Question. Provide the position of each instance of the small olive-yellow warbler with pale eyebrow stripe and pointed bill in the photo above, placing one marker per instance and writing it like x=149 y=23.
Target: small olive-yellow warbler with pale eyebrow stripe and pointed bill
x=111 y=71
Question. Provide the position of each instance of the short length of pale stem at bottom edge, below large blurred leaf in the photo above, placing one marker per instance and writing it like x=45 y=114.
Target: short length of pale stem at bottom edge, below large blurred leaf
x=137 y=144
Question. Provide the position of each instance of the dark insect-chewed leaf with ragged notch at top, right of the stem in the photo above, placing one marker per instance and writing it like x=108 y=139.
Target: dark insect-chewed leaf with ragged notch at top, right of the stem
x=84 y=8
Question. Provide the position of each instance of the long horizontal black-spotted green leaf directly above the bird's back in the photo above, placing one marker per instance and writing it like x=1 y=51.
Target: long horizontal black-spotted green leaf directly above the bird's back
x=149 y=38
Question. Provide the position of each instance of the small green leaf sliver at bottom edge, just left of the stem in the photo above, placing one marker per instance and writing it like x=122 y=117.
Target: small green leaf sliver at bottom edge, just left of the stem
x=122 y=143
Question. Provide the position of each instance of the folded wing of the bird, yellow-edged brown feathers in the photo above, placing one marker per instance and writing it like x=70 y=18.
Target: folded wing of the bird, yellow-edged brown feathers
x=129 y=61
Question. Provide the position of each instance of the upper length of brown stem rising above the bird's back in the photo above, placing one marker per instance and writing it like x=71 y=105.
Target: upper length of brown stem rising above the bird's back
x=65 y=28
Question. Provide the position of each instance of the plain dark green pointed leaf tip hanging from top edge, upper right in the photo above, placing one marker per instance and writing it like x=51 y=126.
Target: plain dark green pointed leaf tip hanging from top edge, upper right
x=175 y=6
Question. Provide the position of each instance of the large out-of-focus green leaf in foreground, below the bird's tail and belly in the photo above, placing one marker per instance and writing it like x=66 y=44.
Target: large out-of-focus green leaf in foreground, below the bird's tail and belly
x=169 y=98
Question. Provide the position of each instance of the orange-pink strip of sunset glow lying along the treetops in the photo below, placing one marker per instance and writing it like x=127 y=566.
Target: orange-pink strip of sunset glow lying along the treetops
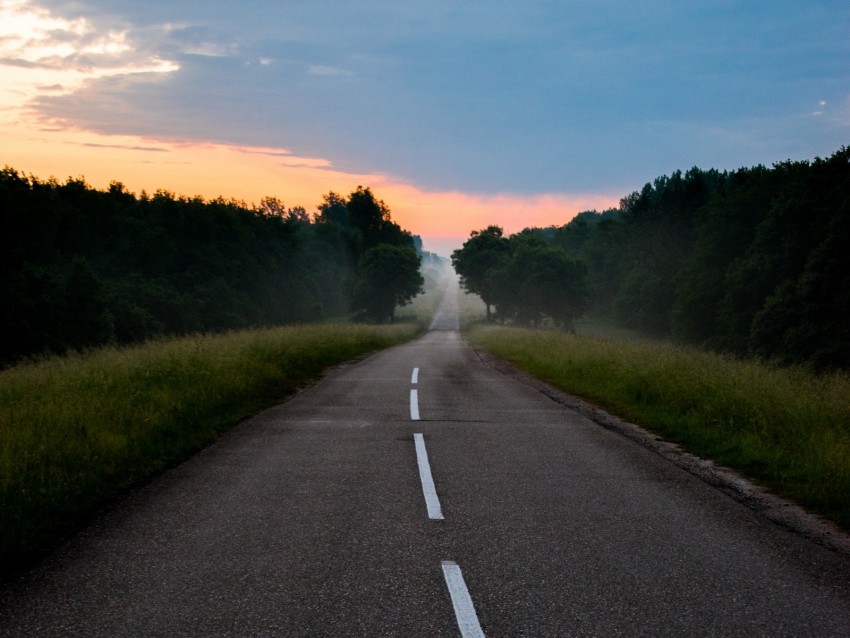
x=444 y=219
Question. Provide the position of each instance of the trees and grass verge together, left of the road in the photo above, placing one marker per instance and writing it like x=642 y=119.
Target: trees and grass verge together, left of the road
x=162 y=307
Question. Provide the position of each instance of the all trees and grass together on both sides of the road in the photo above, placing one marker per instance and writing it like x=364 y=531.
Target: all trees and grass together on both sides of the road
x=752 y=263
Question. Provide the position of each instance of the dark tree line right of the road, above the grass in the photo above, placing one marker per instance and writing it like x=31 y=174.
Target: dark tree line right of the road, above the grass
x=753 y=262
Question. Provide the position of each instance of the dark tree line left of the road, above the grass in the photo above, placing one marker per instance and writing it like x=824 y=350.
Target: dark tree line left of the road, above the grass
x=83 y=267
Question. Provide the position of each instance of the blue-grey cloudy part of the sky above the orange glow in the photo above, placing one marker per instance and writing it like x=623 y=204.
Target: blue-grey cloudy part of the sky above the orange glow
x=526 y=98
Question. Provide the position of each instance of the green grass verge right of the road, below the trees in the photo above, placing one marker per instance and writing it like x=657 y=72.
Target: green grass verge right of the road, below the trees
x=785 y=427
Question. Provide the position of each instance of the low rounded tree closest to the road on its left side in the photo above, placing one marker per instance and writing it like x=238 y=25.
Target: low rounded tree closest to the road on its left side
x=387 y=276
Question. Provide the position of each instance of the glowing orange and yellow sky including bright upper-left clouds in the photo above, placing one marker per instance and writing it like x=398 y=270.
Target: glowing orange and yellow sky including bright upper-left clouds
x=34 y=145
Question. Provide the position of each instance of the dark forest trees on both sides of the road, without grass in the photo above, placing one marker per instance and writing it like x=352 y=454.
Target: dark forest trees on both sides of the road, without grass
x=752 y=262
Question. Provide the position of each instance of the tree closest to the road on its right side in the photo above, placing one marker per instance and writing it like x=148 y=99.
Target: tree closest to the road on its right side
x=481 y=256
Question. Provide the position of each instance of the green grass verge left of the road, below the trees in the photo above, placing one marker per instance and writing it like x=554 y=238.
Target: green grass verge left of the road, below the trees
x=78 y=430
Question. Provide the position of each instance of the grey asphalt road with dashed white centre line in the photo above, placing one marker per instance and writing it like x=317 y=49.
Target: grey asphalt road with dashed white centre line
x=312 y=519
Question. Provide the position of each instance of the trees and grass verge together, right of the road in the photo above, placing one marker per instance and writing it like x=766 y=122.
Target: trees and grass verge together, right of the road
x=746 y=271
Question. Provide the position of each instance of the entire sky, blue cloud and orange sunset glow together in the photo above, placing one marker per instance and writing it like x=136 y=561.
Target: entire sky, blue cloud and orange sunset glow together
x=458 y=115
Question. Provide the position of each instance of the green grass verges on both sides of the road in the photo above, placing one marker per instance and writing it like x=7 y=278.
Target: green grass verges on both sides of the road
x=76 y=431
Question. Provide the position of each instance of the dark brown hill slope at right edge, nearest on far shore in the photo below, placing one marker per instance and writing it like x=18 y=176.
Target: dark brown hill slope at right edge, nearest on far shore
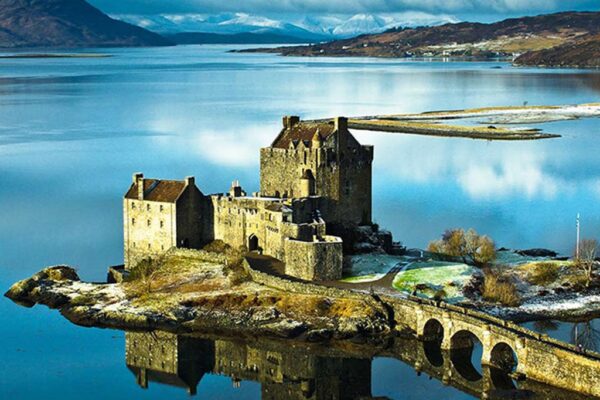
x=582 y=53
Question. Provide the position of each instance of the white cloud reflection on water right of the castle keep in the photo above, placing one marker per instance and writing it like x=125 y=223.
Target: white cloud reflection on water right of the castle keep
x=482 y=171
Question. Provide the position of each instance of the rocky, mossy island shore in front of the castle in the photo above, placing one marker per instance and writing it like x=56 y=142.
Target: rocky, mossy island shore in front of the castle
x=247 y=309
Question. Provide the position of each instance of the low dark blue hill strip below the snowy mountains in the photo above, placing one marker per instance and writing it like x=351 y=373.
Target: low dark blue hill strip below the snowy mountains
x=236 y=38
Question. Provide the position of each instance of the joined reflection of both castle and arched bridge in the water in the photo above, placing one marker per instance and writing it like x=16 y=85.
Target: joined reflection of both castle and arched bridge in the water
x=293 y=370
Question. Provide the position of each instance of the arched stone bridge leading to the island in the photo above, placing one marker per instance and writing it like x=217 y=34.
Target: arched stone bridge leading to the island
x=506 y=346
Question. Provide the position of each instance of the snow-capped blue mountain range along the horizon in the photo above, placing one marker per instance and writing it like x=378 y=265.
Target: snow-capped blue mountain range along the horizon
x=325 y=27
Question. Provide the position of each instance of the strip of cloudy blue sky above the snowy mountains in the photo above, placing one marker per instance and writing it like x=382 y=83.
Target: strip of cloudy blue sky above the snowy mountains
x=466 y=10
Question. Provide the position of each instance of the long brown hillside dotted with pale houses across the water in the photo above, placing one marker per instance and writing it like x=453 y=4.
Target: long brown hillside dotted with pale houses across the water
x=507 y=38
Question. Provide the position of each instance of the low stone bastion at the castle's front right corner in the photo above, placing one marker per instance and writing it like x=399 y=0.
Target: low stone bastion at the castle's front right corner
x=318 y=260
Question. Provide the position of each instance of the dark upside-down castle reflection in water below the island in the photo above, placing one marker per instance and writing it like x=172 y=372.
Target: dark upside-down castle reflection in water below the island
x=283 y=373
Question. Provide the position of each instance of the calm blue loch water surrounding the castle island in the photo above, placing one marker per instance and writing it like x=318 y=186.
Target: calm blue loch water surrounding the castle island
x=74 y=130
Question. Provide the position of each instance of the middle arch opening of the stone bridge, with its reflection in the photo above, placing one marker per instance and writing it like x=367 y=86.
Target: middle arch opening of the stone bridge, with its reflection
x=464 y=347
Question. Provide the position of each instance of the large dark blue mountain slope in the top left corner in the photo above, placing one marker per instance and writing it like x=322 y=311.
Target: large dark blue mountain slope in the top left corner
x=67 y=23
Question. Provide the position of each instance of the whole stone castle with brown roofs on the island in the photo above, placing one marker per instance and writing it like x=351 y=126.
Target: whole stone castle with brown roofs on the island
x=315 y=185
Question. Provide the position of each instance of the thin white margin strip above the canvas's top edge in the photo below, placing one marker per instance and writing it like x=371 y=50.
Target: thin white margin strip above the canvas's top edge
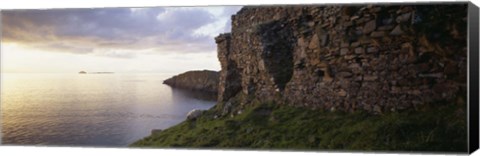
x=46 y=4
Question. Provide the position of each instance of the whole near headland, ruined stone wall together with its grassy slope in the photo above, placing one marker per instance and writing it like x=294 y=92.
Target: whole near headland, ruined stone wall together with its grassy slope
x=342 y=77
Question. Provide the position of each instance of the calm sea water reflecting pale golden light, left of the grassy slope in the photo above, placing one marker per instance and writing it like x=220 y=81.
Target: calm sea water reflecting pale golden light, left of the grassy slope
x=89 y=110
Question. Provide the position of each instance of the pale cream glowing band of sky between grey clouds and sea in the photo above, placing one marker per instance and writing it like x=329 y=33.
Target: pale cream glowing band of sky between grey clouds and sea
x=17 y=58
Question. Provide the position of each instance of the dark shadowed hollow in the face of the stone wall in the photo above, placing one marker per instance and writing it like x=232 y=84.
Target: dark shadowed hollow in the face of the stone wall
x=277 y=40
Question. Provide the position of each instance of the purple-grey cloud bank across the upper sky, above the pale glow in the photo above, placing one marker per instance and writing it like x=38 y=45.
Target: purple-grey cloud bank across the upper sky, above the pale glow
x=108 y=31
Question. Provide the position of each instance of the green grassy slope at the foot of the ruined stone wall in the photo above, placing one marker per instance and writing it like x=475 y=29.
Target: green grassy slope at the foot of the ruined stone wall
x=269 y=126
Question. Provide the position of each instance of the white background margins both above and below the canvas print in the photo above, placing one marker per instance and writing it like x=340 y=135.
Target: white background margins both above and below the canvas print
x=74 y=151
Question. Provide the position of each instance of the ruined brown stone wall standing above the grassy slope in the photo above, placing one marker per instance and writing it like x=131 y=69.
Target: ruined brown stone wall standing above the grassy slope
x=376 y=58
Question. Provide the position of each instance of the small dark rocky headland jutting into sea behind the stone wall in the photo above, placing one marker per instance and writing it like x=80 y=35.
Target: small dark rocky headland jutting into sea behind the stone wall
x=206 y=81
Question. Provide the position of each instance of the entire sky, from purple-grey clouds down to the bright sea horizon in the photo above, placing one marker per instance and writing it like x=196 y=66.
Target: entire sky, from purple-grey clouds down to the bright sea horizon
x=124 y=40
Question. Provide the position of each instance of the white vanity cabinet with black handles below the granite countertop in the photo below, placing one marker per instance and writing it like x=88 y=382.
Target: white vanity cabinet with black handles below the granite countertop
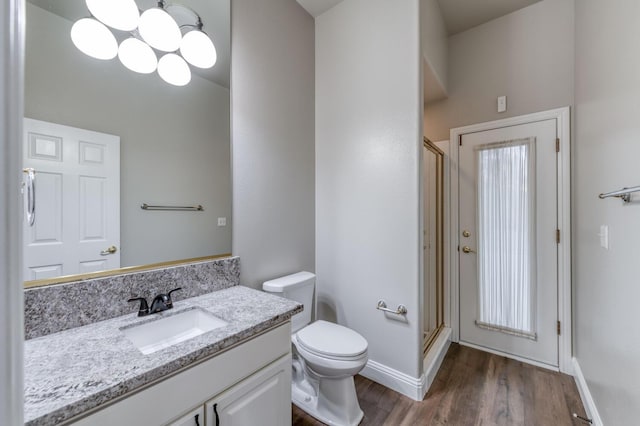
x=249 y=384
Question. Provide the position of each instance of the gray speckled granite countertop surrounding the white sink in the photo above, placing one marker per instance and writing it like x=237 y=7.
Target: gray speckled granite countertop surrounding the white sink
x=75 y=370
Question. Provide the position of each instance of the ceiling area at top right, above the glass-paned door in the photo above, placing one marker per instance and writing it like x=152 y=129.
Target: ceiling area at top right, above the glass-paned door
x=461 y=15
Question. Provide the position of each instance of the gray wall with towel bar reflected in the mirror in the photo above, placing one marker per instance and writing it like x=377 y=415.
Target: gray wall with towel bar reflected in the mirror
x=174 y=140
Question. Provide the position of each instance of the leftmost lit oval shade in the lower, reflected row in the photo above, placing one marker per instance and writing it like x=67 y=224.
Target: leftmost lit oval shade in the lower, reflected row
x=94 y=39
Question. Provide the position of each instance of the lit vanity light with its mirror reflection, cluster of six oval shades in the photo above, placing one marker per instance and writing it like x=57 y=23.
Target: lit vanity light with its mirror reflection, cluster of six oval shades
x=145 y=35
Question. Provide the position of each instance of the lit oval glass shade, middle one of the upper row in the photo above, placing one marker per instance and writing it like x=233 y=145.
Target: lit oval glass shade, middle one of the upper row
x=160 y=30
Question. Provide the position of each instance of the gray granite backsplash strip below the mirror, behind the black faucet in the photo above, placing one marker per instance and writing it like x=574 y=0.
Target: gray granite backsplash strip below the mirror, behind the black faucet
x=60 y=307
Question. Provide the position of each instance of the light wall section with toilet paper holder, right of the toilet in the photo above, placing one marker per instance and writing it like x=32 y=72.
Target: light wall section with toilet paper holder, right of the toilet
x=368 y=144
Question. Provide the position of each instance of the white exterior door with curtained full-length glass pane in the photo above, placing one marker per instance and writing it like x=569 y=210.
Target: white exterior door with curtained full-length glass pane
x=507 y=240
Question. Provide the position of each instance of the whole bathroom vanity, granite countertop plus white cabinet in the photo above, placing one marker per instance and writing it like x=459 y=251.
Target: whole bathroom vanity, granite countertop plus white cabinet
x=239 y=372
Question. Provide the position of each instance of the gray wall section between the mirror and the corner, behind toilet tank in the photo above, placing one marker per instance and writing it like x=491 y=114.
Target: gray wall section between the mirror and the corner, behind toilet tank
x=273 y=138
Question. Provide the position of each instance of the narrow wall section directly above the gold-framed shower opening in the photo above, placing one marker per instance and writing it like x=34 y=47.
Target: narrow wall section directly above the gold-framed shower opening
x=434 y=39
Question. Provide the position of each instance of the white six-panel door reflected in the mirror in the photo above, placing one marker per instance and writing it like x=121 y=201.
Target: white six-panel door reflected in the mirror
x=77 y=207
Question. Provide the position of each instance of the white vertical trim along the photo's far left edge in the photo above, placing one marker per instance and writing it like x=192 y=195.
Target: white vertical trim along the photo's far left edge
x=11 y=290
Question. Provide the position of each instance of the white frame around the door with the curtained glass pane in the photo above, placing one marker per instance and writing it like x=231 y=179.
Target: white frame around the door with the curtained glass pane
x=563 y=132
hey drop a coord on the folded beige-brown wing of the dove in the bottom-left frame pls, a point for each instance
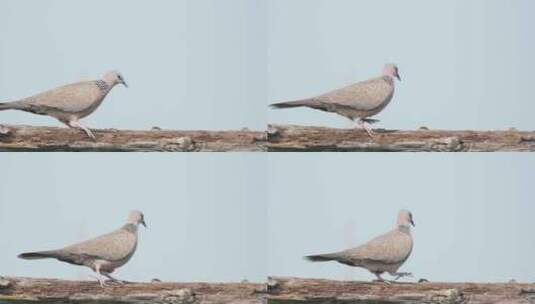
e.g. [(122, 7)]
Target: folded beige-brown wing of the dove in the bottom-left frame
[(114, 246)]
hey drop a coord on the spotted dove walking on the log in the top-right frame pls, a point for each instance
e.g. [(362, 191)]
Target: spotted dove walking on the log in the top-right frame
[(356, 102)]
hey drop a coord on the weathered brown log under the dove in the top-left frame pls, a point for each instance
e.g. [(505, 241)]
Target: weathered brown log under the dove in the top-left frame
[(26, 138)]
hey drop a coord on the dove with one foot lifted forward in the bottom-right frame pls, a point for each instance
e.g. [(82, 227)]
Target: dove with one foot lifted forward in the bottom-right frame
[(386, 253)]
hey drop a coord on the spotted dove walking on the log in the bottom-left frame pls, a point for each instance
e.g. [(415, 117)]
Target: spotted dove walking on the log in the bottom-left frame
[(102, 254)]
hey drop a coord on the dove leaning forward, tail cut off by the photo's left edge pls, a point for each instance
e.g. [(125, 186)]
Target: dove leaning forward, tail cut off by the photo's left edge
[(70, 103)]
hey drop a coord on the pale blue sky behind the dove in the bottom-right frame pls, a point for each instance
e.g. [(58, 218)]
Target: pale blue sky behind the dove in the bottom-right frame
[(473, 213)]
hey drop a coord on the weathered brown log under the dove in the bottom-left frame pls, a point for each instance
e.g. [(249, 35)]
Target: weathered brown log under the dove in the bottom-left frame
[(21, 290)]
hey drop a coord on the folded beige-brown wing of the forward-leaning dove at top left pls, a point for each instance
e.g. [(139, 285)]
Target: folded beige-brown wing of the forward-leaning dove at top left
[(71, 98)]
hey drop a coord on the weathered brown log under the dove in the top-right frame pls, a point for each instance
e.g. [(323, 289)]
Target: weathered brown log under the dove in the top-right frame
[(315, 139)]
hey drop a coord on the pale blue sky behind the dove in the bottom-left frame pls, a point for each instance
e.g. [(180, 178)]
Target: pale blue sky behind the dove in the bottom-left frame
[(206, 214)]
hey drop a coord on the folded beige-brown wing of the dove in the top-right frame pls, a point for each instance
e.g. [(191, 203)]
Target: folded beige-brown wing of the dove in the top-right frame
[(363, 96)]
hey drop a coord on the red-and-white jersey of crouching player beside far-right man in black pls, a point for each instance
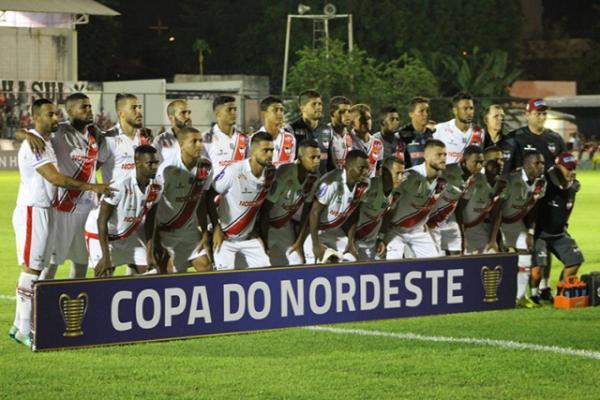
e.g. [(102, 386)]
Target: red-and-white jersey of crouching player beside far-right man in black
[(521, 196)]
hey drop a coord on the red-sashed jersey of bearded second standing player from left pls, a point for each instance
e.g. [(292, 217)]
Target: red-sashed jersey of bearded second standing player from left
[(77, 157)]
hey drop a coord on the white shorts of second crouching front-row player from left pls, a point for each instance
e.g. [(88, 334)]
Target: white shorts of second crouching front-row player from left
[(183, 245)]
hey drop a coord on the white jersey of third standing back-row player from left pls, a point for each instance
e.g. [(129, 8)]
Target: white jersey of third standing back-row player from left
[(117, 154)]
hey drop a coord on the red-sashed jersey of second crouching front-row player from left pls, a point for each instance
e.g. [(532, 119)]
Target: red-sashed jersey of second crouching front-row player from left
[(182, 189)]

+-------+

[Task directions] Transcribe the records above exactly, beginning at the line that contains "e.g. [(415, 117)]" and ending with the line that contains "e.g. [(58, 218)]", both included, and nothing else.

[Reply to the exercise]
e.g. [(415, 117)]
Target: spotted dove walking on the log in the bottom-left frame
[(102, 254)]
hey drop a coord on the dove leaning forward, tail cut off by the photo's left edge pls, a point for each instance
e.g. [(125, 186)]
Target: dove leaning forward, tail cut off by the photo's left edge
[(70, 103)]
hey drop a coord on the pale blue sky behind the dove in the bottom-right frame pls, a point for each instance
e.g. [(58, 218)]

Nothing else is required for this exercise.